**Required work**
Skip every picture and copy only the lines from the one containing "Pretty please, detect the parked white" to the final line of the records below.

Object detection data
____
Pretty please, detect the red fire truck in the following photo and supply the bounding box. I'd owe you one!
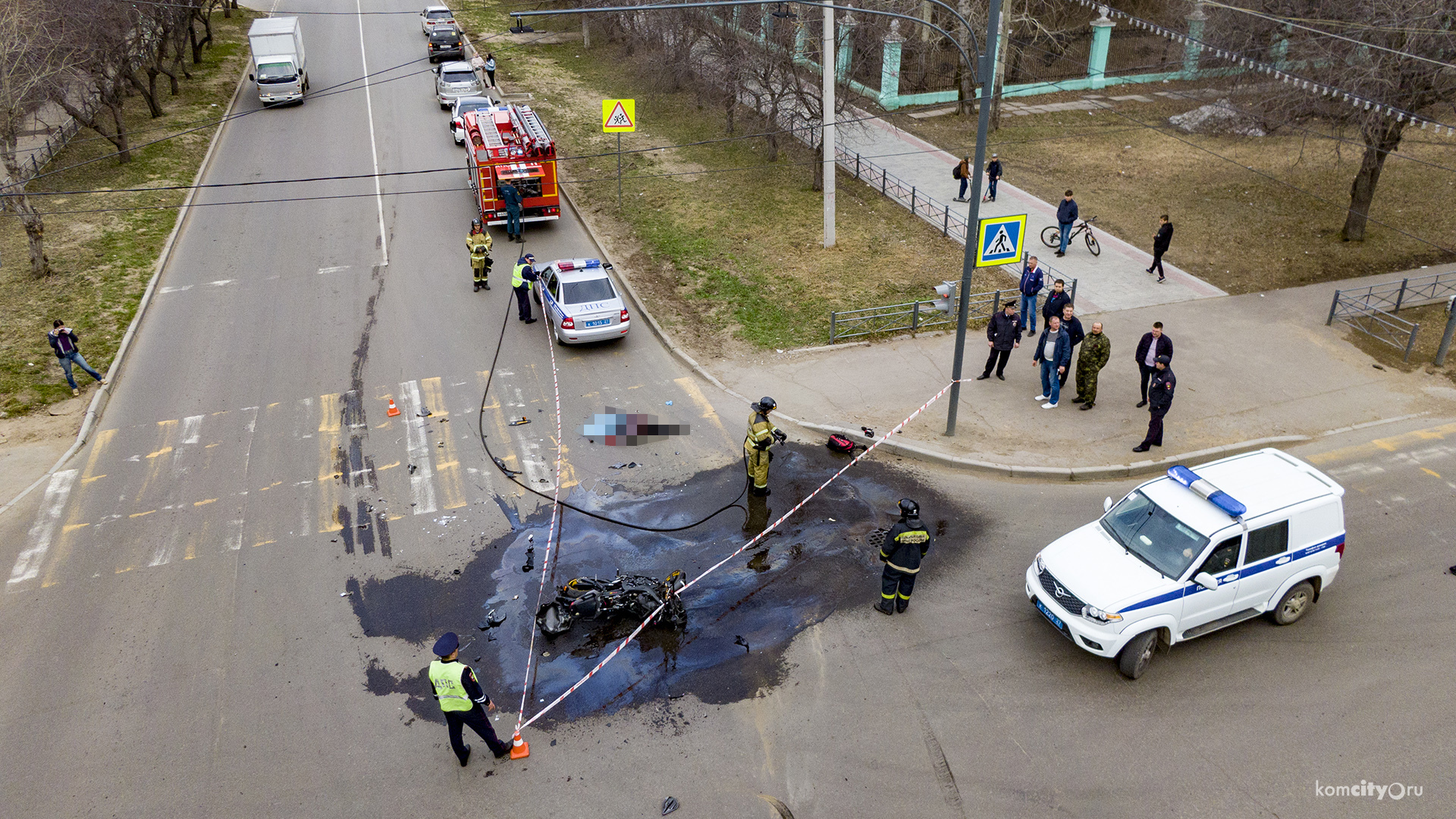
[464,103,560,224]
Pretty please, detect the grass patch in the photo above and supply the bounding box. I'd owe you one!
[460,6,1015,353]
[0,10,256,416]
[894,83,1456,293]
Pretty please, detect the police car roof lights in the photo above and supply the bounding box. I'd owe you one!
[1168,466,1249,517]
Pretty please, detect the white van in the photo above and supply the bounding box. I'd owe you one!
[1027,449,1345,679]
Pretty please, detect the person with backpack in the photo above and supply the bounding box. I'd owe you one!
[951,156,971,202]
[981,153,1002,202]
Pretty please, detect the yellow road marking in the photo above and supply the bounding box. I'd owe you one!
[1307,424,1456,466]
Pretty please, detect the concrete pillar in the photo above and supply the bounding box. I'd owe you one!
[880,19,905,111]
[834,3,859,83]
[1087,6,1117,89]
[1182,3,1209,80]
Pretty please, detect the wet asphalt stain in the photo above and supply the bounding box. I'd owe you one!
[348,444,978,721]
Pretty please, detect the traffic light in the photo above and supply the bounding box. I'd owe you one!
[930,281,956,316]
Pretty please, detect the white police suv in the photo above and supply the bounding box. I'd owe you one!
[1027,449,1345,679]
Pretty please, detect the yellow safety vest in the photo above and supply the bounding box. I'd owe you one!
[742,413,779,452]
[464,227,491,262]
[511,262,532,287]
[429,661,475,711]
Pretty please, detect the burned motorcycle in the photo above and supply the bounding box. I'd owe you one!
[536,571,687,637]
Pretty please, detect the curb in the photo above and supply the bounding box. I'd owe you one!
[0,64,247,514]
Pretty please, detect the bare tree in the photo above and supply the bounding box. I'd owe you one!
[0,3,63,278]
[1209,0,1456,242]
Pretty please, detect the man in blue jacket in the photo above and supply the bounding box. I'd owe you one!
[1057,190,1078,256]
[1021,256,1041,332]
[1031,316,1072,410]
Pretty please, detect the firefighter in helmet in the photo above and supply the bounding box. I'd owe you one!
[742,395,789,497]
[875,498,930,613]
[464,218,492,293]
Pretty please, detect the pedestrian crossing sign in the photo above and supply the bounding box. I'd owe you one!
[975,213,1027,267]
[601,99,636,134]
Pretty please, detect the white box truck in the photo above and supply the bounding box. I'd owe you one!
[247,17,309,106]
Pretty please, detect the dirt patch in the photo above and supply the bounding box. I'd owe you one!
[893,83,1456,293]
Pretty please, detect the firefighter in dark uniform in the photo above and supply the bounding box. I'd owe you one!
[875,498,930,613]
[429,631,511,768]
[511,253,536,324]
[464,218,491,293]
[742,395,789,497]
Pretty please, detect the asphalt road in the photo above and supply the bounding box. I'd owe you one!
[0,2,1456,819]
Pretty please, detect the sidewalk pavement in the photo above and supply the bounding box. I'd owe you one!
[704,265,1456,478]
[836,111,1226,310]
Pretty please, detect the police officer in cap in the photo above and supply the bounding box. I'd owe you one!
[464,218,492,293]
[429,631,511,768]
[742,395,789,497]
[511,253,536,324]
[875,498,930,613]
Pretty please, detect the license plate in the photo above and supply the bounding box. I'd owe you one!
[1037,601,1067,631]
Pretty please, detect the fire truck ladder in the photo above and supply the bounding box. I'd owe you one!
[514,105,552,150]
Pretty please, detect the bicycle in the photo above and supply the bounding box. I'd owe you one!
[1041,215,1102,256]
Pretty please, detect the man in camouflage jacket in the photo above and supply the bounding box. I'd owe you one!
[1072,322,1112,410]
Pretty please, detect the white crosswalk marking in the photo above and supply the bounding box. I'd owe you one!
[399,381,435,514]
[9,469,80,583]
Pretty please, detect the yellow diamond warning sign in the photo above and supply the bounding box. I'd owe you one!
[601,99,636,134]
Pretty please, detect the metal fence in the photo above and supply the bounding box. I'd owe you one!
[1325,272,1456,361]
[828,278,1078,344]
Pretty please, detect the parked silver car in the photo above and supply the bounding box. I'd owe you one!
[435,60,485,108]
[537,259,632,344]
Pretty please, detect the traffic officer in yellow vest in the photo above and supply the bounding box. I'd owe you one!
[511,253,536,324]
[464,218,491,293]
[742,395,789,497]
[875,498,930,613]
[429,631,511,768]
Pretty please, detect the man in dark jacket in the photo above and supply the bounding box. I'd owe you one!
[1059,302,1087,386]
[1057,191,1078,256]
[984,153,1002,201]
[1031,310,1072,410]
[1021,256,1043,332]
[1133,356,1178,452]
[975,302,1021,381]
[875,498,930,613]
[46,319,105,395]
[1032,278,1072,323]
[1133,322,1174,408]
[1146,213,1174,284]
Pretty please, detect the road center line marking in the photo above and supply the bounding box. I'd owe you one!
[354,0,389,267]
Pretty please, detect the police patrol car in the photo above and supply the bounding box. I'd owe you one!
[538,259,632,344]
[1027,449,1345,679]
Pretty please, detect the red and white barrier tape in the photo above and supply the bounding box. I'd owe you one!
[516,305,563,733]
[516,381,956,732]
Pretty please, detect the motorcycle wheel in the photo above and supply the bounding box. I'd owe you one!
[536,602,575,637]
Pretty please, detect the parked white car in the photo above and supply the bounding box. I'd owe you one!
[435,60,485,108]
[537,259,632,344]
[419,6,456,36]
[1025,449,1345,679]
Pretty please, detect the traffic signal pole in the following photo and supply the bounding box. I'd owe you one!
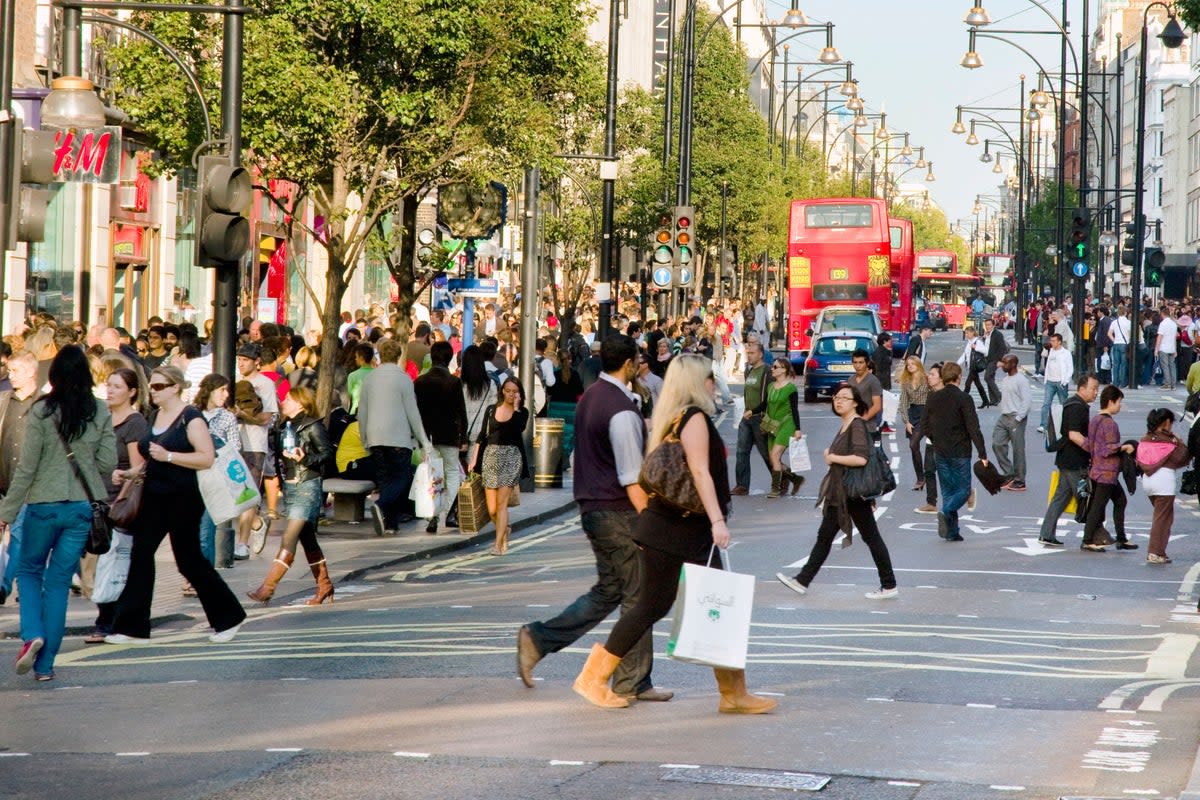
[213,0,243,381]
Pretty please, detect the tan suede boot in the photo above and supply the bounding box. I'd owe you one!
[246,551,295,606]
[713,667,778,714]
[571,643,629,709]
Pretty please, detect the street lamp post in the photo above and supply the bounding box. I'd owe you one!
____
**Result of the exercise**
Pretty please, detect the parked white car in the photo above and supply the bounding box. I'd owe you one!
[435,60,485,108]
[537,259,632,344]
[419,6,456,36]
[1025,449,1345,679]
Pretty please, detect the traffic signal pole in the following photo and supply the bounding box. I'd owe you one!
[213,0,243,381]
Pretty please, detect the tan suede boot in the photo above and supply the bounding box. I'd owe you one!
[246,551,295,606]
[713,667,778,714]
[571,643,629,709]
Pretty please, detect the street lamp post in the photo above and supply the bounding box. I'd owe you one!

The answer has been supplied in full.